_Objective_. Copy out every line of the data below word for word, changing nothing.
— Start —
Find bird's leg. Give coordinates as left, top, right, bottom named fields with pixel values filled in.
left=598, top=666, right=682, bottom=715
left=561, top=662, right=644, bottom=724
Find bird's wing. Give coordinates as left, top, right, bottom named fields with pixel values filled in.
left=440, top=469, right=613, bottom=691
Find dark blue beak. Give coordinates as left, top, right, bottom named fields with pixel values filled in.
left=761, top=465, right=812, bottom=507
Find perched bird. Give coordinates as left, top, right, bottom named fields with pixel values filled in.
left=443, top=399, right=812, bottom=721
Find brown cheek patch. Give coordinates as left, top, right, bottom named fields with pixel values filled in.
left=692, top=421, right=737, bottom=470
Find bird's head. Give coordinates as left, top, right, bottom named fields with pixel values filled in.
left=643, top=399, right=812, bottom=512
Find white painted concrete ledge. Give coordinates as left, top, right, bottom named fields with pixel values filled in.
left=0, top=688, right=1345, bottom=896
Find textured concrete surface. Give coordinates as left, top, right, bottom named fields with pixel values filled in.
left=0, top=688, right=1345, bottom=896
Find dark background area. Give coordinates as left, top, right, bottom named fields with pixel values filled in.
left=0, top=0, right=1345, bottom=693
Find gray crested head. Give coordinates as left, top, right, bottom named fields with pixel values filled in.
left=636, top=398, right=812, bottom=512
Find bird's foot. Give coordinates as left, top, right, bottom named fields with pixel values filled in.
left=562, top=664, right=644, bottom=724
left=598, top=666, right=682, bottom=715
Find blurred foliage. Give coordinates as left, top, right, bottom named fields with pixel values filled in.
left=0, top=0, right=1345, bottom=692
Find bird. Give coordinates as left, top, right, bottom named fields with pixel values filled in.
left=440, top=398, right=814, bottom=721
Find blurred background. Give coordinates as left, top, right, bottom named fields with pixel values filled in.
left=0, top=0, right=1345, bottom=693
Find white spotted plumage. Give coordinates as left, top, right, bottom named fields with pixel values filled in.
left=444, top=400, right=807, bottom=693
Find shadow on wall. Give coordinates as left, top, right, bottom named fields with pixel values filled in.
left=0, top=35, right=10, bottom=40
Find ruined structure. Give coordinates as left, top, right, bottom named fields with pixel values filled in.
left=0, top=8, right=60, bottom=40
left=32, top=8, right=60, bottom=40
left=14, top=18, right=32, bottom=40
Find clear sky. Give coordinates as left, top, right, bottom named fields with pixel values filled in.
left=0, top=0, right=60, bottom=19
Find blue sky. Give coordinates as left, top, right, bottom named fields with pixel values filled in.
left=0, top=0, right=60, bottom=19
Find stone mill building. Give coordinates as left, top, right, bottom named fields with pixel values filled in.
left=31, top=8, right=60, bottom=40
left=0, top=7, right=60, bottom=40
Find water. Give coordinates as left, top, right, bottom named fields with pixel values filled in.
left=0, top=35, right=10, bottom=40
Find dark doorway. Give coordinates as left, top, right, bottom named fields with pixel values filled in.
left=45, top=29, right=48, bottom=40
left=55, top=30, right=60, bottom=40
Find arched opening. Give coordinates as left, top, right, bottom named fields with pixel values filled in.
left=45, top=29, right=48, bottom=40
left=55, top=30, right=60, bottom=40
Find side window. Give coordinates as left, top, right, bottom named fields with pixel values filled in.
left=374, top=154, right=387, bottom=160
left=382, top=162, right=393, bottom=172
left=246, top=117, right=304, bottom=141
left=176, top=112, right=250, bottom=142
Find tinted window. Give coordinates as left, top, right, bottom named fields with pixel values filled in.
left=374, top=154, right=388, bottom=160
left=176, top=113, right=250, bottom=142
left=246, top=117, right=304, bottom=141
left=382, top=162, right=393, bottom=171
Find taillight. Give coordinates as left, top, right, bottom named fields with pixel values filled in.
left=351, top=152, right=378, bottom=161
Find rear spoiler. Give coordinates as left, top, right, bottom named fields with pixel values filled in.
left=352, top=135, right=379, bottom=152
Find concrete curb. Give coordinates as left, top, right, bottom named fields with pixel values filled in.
— End —
_Response_.
Find bird's leg. Give coordinates as left, top, right, bottom named fields with pixel values filled in.
left=598, top=666, right=682, bottom=715
left=561, top=662, right=644, bottom=724
Find bird's wing. Give coordinates as left, top, right, bottom named fields with pixel values filled in.
left=440, top=469, right=613, bottom=691
Find dark blue beak. Give coordinates as left, top, right, bottom named fields with pixel values filled in.
left=761, top=465, right=812, bottom=507
Find perched bird. Give coordinates as left, top, right, bottom named fields with pixel values filled in.
left=443, top=399, right=812, bottom=721
Find brown cheek patch. Give coordinates as left, top, right, bottom named fields with pixel values filled in.
left=692, top=421, right=737, bottom=470
Find bird's head. Give coordinates as left, top, right, bottom named fields with pixel values filled in.
left=643, top=399, right=812, bottom=512
Find white painted concrete ledge. Give coordinates as left, top, right, bottom named fields with pixel values filled in.
left=0, top=688, right=1345, bottom=896
Find textured concrete surface. Give coordinates as left, top, right, bottom named fields with pixel values filled in.
left=0, top=688, right=1345, bottom=896
Find dark background area. Give coordinates as left, top, right, bottom named fields with pixel values filled in.
left=0, top=0, right=1345, bottom=693
Find gray crested head. Give coordinates as left, top, right, bottom named fields with pixel values filled in.
left=636, top=398, right=812, bottom=512
Find bird's foot. Give coordinates as left, top, right, bottom named fields with pixel values filled in.
left=562, top=664, right=644, bottom=724
left=598, top=666, right=682, bottom=715
Find blurred foliage. Give coordinates as left, top, right, bottom named fields with pixel values filled in.
left=0, top=0, right=1345, bottom=692
Find bird. Give coordinates as left, top, right, bottom named fields with pixel values filled in.
left=440, top=398, right=814, bottom=721
Find blurred background. Give coordinates as left, top, right, bottom named fields with pixel values filled in.
left=0, top=0, right=1345, bottom=693
Find white spotted plumage. Give coordinates as left, top, right, bottom named fields with pixel values filled in.
left=444, top=400, right=807, bottom=693
Find shadow on wall. Give coordinates as left, top, right, bottom named fields with pixel values filled in.
left=0, top=35, right=10, bottom=40
Find ruined structure. Give coordinates as left, top, right, bottom named fields with pixel values filled in.
left=0, top=8, right=60, bottom=40
left=32, top=8, right=60, bottom=40
left=14, top=18, right=32, bottom=40
Find clear sky. Give coordinates as left, top, right, bottom named fields with pixel values filled in.
left=0, top=0, right=60, bottom=19
Find blue sky. Give coordinates as left, top, right, bottom named fields with pixel values filled in.
left=0, top=0, right=60, bottom=19
Find stone mill building. Give coordinates as left, top, right, bottom named fields with pixel values filled in.
left=31, top=8, right=60, bottom=40
left=0, top=7, right=60, bottom=40
Find water. Give coordinates as left, top, right, bottom named fields with pixel values filled in.
left=0, top=35, right=10, bottom=40
Find dark doorway. Give coordinates as left, top, right, bottom named fields with pixel values filled in.
left=45, top=29, right=48, bottom=40
left=55, top=30, right=60, bottom=40
Find arched opening. Give coordinates as left, top, right, bottom named fields with pixel values filled in.
left=45, top=29, right=48, bottom=40
left=55, top=30, right=60, bottom=40
Find side window. Give coordinates as left, top, right, bottom named fields with pixel values filled in.
left=374, top=154, right=387, bottom=160
left=382, top=162, right=393, bottom=172
left=246, top=117, right=304, bottom=141
left=176, top=112, right=250, bottom=142
Find tinted window. Give coordinates as left, top, right, bottom named fields with pixel values filled in.
left=374, top=154, right=388, bottom=160
left=176, top=113, right=250, bottom=142
left=246, top=117, right=304, bottom=141
left=382, top=162, right=393, bottom=171
Find taillight. Give coordinates as left, top, right, bottom named fields with pixel values filled in.
left=351, top=152, right=378, bottom=161
Find rear spoiler. Give coordinates as left, top, right, bottom named fields with pixel values filled in.
left=352, top=135, right=379, bottom=152
Find concrete curb. Give coordinates as left, top, right, bottom named fields with pixel values filled in.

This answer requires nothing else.